* _SOURCE EXTRACT_:
[start]

Implementation:Microsoft Onnxruntime CPU BroadcastGradArgs
| Knowledge Sources | |
|---|---|
| Domains | Training, CPU_Kernels |
| Last Updated | 2026-02-10 04:00 GMT |
Overview
Concrete tool for computing broadcast gradient reduction axes on CPU in the ONNX Runtime training framework.
Description
This file implements the BroadcastGradientArgs kernel, which computes the axes along which gradients must be reduced when two tensors were broadcast together during the forward pass. Given two input shapes (A_shape and B_shape), it outputs two lists of axes: one for each input indicating which dimensions were broadcast (and thus need reduction in the backward pass). The algorithm right-aligns the two shapes and compares dimensions from the innermost outward, marking an axis for reduction if a dimension was 1 (and thus broadcast) or absent. The kernel is registered under kMSDomain opset 1.
Usage
This kernel is used during the backward pass of any elementwise binary operation that involved broadcasting. The output axes are then used to reduce (sum) the gradient along the broadcast dimensions.
Code Reference
Source Location
- Repository: Microsoft_Onnxruntime
- File: orttraining/orttraining/training_ops/cpu/nn/broadcast_grad_args.cc
- Lines: 1-91
Signature
Status BroadcastGradientArgs::Compute(OpKernelContext* context) const;
Import
#include "orttraining/orttraining/training_ops/cpu/nn/broadcast_grad_args.h"
I/O Contract
Inputs
| Name | Type | Required | Description |
|---|---|---|---|
| A_shape | Tensor(int64) | Yes | Shape of the first input tensor |
| B_shape | Tensor(int64) | Yes | Shape of the second input tensor |
Outputs
| Name | Type | Description |
|---|---|---|
| A_axes | Tensor(int64) | Axes along which A must be reduced |
| B_axes | Tensor(int64) | Axes along which B must be reduced |
Usage Examples
ONNX_OPERATOR_KERNEL_EX(
BroadcastGradientArgs,
kMSDomain,
1,
kCpuExecutionProvider,
KernelDefBuilder()
.TypeConstraint("T", DataTypeImpl::GetTensorType<int64_t>()),
BroadcastGradientArgs);

[end]

* _GOAL 1_:
On the BroadcastGradientArgs page, what domain and opset is the kernel registered under?
* _GOAL 2_:
Name every input and output in the I/O contract of the BroadcastGradientArgs page, with its type.
* _GOAL 3_:
Turn the paragraph of the BroadcastGradientArgs page beginning "This file implements the BroadcastGradientArgs kernel" into a short bulleted list that keeps its main facts.
The records that come next are separate material, unrelated to the BroadcastGradientArgs page.

* _GIVEN DATA_:

[start]

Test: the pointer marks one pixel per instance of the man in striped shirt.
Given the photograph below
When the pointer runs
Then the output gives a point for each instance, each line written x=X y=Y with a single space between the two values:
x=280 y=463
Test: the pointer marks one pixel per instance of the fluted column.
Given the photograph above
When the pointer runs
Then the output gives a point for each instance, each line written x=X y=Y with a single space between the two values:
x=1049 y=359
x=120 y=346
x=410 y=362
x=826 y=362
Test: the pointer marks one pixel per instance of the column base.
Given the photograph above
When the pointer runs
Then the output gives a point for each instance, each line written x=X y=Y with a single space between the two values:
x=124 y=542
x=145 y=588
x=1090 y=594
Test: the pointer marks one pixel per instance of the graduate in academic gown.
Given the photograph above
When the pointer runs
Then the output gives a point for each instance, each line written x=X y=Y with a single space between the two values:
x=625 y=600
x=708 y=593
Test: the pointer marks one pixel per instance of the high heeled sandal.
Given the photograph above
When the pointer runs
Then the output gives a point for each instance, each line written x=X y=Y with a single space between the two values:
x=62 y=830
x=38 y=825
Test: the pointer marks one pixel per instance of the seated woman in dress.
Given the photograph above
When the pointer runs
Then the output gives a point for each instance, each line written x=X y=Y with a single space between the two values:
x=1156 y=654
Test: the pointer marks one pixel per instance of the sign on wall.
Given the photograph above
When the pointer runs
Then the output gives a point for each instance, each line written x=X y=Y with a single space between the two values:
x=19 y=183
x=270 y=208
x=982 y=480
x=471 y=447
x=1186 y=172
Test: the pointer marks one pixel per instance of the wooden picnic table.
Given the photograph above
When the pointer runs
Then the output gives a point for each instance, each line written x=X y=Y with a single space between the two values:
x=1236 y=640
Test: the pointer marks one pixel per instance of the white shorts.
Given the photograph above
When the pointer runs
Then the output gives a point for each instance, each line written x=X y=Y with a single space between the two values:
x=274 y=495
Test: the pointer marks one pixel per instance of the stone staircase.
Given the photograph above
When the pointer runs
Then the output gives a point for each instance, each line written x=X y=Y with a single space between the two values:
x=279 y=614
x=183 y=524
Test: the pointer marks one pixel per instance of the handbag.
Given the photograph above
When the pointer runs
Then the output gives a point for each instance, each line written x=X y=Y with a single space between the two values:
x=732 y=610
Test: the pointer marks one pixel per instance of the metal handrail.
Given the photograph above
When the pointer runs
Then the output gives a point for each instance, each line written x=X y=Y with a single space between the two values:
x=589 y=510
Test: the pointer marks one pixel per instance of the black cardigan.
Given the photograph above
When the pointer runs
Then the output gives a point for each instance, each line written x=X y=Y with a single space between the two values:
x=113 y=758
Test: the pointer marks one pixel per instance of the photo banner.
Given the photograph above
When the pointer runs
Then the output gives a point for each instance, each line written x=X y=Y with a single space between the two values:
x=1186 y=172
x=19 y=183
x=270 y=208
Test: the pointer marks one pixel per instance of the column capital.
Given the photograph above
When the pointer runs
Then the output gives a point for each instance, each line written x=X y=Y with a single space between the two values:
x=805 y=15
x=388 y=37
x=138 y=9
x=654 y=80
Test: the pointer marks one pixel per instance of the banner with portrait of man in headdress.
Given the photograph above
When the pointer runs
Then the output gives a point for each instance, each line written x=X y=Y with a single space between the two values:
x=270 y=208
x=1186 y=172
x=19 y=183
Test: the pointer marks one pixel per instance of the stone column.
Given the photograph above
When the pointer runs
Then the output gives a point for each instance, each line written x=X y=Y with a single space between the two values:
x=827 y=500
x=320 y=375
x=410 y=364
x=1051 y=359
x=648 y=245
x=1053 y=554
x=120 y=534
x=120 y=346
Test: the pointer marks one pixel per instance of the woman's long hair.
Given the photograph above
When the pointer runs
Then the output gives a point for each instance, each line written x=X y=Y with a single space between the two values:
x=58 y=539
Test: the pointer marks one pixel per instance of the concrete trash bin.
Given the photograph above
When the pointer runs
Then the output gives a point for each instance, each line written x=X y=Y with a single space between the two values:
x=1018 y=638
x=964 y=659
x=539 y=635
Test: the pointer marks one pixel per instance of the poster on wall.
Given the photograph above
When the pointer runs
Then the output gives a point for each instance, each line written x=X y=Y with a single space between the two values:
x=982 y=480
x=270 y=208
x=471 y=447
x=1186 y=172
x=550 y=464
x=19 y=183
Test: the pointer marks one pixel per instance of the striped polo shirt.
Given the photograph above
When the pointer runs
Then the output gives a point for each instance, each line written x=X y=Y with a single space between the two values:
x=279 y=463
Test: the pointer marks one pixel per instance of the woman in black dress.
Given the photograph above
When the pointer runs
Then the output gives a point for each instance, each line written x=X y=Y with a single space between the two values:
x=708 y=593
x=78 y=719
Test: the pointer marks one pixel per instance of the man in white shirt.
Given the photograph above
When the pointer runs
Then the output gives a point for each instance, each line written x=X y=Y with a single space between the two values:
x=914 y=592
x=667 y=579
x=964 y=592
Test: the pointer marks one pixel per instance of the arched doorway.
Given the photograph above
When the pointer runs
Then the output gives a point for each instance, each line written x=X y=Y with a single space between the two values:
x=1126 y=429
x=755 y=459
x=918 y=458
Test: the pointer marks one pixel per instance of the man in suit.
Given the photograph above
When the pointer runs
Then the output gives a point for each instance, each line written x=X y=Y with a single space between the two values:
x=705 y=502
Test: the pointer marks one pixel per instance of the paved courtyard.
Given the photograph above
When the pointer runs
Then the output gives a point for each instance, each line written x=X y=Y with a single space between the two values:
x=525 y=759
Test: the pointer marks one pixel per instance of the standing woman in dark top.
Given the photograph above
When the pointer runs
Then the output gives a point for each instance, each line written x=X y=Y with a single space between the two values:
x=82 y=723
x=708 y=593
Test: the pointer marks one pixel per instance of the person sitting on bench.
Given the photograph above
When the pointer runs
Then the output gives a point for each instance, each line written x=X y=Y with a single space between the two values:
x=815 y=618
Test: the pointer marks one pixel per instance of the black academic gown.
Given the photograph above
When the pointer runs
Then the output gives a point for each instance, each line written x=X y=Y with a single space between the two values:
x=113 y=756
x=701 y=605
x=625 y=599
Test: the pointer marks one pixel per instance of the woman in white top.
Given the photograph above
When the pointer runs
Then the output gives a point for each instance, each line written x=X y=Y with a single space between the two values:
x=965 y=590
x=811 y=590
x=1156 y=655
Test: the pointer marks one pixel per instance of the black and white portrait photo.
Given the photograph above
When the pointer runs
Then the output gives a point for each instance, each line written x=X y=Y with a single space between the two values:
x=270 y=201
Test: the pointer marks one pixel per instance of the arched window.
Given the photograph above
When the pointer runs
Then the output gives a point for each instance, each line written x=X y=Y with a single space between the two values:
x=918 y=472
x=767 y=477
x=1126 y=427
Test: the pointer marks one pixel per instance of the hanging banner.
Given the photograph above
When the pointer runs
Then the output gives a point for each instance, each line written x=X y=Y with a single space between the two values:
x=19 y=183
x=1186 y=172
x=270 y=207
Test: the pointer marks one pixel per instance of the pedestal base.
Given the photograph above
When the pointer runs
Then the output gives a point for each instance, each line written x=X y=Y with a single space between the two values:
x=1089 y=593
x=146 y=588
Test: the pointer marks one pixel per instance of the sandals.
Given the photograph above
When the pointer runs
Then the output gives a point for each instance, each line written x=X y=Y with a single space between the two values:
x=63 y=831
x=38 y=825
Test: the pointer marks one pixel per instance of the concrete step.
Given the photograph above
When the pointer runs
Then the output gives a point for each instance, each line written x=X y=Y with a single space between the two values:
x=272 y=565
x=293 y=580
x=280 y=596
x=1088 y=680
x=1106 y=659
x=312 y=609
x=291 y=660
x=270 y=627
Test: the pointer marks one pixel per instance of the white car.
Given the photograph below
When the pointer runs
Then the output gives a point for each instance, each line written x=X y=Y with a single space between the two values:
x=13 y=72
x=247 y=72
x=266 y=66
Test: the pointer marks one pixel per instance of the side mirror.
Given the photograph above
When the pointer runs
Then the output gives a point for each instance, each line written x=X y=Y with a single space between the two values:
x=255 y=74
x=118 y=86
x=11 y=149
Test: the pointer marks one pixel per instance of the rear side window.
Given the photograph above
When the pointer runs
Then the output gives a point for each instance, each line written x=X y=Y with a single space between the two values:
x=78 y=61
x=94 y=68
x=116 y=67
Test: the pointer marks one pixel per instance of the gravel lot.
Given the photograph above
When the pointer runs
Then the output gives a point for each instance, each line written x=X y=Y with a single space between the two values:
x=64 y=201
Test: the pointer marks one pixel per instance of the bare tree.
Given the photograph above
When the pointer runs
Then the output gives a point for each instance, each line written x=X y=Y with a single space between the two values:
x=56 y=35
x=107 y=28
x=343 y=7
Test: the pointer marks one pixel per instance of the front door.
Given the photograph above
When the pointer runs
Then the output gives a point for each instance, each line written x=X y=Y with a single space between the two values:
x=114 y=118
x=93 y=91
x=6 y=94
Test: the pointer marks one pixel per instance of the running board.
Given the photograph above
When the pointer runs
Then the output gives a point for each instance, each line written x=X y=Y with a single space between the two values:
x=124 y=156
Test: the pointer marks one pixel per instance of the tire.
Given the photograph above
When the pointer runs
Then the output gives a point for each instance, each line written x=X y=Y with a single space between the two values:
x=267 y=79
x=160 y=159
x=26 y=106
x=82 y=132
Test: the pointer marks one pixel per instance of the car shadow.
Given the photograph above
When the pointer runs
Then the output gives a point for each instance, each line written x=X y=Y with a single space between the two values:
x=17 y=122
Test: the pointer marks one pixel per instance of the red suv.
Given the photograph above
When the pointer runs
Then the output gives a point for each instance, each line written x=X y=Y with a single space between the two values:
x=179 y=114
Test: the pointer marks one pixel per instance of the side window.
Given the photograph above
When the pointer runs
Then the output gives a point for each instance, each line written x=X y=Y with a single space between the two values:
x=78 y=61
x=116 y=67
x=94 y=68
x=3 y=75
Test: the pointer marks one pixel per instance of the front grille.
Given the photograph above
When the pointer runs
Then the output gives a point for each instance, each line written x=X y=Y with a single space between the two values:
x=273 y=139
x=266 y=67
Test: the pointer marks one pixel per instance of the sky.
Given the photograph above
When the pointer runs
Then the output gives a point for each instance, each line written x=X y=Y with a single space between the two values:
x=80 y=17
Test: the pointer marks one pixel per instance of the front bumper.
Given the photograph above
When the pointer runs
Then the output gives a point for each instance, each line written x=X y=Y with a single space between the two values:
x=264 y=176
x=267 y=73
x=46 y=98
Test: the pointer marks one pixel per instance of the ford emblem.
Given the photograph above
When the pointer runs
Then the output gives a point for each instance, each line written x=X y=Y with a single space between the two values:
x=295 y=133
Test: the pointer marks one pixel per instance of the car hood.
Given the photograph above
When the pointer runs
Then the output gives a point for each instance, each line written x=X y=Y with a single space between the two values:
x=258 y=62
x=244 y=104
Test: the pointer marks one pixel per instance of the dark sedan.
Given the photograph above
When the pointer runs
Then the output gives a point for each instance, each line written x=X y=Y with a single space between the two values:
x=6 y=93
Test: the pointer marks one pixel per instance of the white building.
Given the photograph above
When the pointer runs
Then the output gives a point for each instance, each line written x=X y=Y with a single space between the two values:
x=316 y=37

[end]

* _EXERCISE OUTPUT 1_:
It is registered under kMSDomain opset 1.

* _EXERCISE OUTPUT 2_:
- A_shape (input): Tensor(int64)
- B_shape (input): Tensor(int64)
- A_axes (output): Tensor(int64)
- B_axes (output): Tensor(int64)

* _EXERCISE OUTPUT 3_:
- The file implements the BroadcastGradientArgs kernel, which finds the axes along which gradients must be reduced when two tensors were broadcast together in the forward pass.
- Inputs: two shapes, A_shape and B_shape.
- Outputs: two lists of axes, one per input, giving the broadcast dimensions that need reduction in the backward pass.
- Method: the shapes are right-aligned and compared from the innermost dimension outward. An axis is marked for reduction if its dimension was 1 or absent.
- Registration: kMSDomain, opset 1.